Problem to solve: Pull out every line in the material below that has the word "breast" in it.

Data:
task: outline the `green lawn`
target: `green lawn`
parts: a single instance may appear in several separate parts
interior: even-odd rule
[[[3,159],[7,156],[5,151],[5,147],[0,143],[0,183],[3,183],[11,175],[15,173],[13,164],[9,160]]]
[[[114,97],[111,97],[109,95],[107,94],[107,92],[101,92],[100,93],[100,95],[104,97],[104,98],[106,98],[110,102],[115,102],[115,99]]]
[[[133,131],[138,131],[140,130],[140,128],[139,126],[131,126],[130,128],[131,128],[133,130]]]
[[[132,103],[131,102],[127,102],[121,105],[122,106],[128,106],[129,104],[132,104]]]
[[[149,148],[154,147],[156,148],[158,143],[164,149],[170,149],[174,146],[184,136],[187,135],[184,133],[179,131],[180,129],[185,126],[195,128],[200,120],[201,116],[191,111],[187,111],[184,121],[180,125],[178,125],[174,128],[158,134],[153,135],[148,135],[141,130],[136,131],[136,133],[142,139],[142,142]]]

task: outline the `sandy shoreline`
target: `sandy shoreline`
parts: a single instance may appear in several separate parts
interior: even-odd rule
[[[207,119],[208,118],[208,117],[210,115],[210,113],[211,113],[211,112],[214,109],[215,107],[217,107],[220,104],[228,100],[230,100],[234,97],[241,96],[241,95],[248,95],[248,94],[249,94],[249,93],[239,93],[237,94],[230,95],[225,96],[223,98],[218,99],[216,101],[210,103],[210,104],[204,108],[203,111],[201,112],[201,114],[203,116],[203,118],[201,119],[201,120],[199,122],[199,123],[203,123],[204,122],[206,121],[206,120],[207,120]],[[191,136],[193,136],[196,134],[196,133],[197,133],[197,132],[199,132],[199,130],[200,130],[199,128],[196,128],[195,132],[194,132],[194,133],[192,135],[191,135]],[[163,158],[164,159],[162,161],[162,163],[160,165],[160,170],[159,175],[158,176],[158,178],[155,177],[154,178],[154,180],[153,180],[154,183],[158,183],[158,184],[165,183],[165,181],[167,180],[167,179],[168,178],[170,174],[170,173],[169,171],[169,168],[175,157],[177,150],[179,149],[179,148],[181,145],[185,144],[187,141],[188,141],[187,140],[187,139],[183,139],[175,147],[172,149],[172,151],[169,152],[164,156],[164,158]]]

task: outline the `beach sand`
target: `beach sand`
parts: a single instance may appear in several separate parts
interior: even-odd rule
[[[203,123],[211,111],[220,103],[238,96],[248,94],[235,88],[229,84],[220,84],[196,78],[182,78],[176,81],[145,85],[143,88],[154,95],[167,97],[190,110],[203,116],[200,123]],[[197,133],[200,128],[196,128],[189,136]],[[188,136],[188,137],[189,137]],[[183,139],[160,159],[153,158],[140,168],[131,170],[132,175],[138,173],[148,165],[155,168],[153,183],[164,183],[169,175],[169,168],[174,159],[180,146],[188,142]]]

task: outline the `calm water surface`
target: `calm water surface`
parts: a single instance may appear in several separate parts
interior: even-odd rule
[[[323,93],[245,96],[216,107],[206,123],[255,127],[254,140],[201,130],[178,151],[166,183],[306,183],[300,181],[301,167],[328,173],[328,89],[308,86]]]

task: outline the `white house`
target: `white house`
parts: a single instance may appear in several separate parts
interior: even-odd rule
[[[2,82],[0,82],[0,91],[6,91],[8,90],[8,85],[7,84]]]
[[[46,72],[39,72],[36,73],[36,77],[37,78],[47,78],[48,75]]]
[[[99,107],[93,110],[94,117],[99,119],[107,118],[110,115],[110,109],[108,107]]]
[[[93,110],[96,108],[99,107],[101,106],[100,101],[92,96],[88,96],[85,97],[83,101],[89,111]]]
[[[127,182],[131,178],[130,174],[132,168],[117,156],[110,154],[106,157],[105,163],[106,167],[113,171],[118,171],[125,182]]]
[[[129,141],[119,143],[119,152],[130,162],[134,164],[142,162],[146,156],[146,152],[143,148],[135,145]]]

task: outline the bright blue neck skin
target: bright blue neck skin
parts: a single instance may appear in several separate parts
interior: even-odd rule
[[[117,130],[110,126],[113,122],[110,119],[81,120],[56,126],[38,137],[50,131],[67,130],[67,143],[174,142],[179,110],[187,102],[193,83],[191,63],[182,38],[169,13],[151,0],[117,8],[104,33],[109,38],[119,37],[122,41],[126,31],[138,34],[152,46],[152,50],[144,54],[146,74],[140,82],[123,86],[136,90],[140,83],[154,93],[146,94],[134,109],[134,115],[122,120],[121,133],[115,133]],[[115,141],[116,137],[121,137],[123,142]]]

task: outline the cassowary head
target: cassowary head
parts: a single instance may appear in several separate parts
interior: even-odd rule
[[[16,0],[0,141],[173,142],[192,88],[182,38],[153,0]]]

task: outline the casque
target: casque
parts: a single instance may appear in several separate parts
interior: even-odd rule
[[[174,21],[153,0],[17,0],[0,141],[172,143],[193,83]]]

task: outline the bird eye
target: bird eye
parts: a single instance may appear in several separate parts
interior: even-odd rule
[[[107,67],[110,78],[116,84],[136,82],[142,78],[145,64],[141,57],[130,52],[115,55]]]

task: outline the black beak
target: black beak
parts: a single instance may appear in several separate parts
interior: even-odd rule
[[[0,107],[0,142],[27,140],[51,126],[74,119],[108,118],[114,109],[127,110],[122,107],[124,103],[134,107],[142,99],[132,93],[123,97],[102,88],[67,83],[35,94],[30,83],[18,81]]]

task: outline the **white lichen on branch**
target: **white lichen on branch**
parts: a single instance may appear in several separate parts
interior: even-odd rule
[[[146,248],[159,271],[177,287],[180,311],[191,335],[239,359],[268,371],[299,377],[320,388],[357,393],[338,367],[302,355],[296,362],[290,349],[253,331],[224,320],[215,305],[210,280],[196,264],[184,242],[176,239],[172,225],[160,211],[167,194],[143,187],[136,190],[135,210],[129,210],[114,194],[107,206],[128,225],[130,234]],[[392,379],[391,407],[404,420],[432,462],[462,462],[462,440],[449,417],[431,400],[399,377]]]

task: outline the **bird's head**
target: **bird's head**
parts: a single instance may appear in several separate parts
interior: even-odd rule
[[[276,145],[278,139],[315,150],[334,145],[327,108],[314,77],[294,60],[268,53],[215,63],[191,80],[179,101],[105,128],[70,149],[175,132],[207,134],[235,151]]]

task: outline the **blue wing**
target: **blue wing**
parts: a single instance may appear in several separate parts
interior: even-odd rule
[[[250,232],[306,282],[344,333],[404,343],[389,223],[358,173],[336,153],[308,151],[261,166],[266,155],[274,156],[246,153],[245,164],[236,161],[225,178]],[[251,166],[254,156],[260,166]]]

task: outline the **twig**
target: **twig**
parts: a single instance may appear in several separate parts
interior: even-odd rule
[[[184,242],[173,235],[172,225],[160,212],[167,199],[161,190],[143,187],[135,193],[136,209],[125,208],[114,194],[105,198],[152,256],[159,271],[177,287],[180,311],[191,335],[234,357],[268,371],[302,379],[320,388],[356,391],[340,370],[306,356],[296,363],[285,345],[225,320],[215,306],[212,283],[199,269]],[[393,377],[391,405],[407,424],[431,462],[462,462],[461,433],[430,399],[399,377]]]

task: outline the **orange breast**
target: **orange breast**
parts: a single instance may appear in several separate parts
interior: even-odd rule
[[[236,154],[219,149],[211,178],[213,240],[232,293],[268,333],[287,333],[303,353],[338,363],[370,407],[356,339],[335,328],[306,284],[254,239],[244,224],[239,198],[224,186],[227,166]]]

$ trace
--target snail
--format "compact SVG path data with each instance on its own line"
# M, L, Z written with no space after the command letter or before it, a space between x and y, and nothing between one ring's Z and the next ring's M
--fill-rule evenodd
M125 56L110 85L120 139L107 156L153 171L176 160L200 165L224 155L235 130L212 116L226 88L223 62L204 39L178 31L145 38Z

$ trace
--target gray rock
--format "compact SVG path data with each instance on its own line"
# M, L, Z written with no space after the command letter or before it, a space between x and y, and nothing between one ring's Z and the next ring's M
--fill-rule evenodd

Answer to the problem:
task: outline the **orange breast**
target: **orange breast**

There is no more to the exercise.